DESCRIPTION OF THE TASK: Render the records below as a JSON list of strings, one string per line and with blank lines left out, starting at the line that contains "Mark the quilted" and ending at the end of the records.

□ □ □ □

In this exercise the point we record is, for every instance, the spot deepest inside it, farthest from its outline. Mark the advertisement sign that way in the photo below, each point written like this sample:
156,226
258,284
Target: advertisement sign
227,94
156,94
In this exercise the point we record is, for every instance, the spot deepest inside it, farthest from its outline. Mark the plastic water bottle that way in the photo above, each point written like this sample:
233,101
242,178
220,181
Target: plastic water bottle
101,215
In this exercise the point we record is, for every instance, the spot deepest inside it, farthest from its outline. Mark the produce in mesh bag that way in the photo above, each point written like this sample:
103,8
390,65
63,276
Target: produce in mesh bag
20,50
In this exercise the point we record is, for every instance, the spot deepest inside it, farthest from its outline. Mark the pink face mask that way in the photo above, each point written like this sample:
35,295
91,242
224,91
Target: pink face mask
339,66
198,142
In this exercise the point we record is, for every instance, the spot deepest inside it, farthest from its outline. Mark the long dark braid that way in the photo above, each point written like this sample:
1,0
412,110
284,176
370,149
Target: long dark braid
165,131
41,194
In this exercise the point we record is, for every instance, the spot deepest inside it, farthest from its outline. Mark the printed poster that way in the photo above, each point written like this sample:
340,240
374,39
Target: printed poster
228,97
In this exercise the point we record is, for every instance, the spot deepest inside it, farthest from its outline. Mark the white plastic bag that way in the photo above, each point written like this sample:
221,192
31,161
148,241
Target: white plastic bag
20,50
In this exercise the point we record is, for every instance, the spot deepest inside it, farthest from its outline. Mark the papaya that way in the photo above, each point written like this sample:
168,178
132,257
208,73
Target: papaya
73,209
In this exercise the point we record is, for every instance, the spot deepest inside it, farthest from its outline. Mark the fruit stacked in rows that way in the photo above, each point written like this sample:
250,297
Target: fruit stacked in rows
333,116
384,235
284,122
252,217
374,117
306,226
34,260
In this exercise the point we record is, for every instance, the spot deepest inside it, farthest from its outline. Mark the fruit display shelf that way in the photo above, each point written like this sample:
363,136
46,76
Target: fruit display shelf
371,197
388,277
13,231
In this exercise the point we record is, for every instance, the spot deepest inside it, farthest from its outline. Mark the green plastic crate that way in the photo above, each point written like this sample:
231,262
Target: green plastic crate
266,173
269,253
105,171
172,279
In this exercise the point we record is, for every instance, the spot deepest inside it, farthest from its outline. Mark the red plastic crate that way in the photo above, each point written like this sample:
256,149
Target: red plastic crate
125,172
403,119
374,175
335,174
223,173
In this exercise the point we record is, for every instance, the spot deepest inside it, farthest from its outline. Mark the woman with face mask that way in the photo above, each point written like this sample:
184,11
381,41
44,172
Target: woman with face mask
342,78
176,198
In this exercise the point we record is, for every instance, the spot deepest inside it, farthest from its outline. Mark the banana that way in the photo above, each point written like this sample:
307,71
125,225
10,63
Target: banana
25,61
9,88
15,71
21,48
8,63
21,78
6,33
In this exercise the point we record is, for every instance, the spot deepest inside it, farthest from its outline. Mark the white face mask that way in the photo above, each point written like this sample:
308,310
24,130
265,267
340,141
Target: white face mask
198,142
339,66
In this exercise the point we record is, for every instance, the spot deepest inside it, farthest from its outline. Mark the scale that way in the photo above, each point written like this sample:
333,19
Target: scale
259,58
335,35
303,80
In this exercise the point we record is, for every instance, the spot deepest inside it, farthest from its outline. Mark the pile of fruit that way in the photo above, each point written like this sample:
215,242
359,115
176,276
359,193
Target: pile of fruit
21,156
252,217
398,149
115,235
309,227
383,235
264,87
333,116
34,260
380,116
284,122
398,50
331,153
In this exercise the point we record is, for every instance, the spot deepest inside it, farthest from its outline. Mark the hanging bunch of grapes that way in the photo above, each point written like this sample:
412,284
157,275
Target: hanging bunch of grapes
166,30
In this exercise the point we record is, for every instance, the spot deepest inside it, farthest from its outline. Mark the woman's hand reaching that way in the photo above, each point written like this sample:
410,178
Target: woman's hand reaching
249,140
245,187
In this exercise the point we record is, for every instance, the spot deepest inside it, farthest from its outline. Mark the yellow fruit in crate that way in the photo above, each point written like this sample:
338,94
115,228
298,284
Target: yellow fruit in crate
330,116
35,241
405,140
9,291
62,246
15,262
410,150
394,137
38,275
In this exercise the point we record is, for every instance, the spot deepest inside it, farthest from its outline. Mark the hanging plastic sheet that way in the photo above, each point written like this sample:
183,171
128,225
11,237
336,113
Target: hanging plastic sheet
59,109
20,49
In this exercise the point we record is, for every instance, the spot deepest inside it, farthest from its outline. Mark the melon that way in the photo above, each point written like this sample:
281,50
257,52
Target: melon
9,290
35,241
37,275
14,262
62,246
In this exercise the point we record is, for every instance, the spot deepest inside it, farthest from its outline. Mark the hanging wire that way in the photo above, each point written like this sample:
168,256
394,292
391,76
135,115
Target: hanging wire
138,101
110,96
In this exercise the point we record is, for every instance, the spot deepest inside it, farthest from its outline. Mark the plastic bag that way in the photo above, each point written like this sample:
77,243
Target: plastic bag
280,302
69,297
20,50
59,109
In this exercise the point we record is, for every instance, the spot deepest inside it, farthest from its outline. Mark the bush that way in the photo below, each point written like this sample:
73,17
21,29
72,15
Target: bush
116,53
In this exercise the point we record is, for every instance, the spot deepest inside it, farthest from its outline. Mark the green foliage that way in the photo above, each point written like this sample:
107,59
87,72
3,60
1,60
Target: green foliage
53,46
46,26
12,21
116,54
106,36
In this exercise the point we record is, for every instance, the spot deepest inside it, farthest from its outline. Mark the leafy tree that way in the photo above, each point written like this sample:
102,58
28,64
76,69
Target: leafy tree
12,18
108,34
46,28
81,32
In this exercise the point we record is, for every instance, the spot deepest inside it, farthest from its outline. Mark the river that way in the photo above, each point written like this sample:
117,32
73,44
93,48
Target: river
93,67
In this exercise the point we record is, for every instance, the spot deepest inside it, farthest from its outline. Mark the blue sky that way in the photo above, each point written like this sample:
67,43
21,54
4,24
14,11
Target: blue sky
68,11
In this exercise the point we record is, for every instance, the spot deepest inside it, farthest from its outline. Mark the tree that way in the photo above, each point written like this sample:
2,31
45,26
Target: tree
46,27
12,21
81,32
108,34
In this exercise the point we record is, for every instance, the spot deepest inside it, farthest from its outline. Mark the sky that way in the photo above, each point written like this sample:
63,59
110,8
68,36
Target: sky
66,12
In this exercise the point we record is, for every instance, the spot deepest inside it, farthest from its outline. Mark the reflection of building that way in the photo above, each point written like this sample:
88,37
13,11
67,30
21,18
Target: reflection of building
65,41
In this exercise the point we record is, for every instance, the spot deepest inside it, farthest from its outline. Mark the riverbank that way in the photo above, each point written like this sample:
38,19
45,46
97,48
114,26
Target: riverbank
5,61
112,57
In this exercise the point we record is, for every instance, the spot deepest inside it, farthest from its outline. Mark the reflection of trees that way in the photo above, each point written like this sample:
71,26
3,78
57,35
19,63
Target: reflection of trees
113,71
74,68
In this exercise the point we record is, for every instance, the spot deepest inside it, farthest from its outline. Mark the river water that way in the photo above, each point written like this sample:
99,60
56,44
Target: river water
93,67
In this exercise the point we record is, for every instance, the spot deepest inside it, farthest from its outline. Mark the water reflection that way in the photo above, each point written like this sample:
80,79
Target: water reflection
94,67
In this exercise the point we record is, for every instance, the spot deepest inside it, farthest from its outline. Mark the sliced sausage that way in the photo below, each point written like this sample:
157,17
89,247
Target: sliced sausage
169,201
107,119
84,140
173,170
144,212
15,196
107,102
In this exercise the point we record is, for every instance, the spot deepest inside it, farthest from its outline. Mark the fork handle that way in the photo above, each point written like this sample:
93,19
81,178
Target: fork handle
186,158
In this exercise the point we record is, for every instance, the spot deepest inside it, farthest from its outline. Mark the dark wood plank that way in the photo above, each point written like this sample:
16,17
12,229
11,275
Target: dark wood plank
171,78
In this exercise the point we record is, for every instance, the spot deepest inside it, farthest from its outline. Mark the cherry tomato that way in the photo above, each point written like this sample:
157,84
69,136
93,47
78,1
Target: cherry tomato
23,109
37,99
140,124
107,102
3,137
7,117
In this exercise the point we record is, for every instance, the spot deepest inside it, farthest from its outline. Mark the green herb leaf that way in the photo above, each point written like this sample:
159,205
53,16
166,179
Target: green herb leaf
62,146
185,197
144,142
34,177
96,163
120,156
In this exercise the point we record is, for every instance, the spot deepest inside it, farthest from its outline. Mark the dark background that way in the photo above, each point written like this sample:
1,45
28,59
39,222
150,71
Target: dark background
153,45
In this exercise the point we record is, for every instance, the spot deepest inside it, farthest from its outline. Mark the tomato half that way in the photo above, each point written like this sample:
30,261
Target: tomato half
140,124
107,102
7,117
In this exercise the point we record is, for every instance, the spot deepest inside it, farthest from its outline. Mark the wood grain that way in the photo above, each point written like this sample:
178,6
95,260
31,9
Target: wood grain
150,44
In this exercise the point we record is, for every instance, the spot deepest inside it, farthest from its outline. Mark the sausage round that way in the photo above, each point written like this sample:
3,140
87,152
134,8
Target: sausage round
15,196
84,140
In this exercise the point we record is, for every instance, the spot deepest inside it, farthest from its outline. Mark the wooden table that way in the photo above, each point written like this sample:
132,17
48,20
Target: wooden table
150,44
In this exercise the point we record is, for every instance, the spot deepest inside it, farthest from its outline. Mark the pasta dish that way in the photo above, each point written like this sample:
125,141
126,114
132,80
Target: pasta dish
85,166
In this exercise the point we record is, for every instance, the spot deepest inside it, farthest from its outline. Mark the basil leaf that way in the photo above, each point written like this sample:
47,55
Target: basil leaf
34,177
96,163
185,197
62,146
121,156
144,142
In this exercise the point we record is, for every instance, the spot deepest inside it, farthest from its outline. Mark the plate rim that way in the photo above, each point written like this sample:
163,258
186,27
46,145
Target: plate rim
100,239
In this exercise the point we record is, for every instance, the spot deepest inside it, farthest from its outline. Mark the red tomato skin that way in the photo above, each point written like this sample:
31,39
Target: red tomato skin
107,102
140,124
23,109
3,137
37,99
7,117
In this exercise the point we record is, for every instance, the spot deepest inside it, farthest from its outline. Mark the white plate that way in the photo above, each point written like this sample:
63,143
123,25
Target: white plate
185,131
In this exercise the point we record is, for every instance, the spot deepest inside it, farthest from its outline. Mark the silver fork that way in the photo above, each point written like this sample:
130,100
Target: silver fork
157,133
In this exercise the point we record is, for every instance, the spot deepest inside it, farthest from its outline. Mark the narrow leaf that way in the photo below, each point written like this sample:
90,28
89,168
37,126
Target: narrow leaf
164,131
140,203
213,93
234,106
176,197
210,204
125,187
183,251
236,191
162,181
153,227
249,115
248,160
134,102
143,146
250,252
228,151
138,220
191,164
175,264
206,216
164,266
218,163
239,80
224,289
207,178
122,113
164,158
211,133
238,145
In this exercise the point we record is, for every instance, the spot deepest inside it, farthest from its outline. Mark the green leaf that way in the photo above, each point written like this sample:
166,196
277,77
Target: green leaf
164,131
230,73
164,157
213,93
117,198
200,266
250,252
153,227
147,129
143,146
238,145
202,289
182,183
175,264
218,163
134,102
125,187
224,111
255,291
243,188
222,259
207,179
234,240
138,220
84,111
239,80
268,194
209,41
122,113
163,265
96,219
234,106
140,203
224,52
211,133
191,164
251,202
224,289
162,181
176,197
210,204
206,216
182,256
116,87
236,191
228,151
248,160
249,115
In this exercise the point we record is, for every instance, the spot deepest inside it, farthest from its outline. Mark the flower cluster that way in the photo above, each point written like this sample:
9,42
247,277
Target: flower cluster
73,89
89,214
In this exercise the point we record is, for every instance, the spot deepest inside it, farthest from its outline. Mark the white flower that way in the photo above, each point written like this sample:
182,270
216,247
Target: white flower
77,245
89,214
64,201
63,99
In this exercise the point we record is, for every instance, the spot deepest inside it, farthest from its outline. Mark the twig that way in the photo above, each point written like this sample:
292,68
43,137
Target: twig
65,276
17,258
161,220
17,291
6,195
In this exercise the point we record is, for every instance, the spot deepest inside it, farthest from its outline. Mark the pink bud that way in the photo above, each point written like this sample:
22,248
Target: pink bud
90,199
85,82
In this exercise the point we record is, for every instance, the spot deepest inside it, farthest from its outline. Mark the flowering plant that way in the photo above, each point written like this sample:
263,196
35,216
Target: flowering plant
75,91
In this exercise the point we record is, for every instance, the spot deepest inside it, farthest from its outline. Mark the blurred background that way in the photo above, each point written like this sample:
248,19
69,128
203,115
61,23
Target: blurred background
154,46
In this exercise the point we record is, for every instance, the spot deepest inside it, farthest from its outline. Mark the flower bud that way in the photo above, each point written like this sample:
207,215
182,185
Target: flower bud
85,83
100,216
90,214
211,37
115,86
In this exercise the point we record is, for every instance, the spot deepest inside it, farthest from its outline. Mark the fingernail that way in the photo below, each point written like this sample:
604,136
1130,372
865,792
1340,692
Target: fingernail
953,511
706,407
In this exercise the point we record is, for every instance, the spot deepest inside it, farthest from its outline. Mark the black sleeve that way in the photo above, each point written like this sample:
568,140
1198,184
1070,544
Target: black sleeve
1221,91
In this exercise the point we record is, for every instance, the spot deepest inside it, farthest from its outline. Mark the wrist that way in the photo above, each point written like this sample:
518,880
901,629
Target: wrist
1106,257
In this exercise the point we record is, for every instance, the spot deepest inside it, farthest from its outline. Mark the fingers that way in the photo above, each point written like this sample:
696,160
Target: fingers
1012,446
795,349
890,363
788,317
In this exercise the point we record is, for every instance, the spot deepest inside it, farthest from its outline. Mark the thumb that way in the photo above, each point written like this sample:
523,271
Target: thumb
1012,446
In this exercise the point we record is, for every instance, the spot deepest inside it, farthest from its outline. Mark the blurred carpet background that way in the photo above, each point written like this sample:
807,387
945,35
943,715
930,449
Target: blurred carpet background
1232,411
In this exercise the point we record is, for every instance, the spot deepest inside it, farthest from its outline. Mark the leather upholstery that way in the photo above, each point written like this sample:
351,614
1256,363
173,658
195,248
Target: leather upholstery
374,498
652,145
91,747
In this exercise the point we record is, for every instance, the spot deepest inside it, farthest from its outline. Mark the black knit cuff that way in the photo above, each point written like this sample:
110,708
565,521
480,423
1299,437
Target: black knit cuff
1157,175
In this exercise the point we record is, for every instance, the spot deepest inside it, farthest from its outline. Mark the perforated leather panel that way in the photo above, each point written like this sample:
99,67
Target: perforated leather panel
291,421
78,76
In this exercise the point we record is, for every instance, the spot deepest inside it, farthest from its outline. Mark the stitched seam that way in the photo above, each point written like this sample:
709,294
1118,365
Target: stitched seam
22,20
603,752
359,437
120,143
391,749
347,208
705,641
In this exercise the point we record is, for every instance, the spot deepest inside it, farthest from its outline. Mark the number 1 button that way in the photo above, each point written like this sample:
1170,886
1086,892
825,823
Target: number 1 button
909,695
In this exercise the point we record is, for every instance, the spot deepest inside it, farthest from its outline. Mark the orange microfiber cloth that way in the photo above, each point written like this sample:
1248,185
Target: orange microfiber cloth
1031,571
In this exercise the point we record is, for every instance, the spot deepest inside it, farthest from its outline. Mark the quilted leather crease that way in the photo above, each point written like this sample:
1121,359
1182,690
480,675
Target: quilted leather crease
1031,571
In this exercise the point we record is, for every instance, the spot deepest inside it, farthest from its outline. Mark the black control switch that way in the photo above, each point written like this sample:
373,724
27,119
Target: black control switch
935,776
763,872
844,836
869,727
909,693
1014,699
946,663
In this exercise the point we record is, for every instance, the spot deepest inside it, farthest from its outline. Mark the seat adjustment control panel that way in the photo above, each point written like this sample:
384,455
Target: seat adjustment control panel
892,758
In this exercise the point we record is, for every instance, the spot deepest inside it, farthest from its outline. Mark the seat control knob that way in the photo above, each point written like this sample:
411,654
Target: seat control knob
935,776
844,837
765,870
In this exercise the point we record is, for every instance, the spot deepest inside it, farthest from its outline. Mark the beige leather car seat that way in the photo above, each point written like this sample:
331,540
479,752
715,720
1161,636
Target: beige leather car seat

□ □ □ □

RESULT FOR THIS TASK:
[
  "In this exercise the point we record is, for every instance, the spot deepest inside it, farthest from its outline. Mark the quilted leather crease that way in the photo above, each point written like this sample:",
  "1121,359",
  "1182,690",
  "480,675",
  "Target: quilted leather crease",
  "1031,571",
  "In this exercise the point we record is, for every instance, the spot deepest inside it, farthest from its outline. Mark the black control switch that way in the photo above, each point written like this sample:",
  "373,724",
  "27,119",
  "Target: black control switch",
  "935,776",
  "763,872",
  "844,836",
  "869,727",
  "909,693",
  "1014,699",
  "946,663",
  "In this exercise the point we record is, for every instance, the spot deepest inside it, farthest from its outline. Mark the seat adjustment control panel that way in the photo above, each point written like this sample:",
  "384,455",
  "Target: seat adjustment control panel",
  "892,758",
  "In this exercise the point we record is, for every instance, the spot deepest inside it, farthest from its outline. Mark the seat control knob that way in the photo above, each point written like this sample:",
  "411,654",
  "Target: seat control knob",
  "935,776",
  "844,837",
  "765,870",
  "In this exercise the point we record is, for every instance, the spot deepest inside it, farthest from its outline. Mark the beige leather car seat that way in the photo above, each point written like this sample:",
  "331,540",
  "479,752",
  "715,720",
  "1161,636",
  "Target: beige leather car seat"
]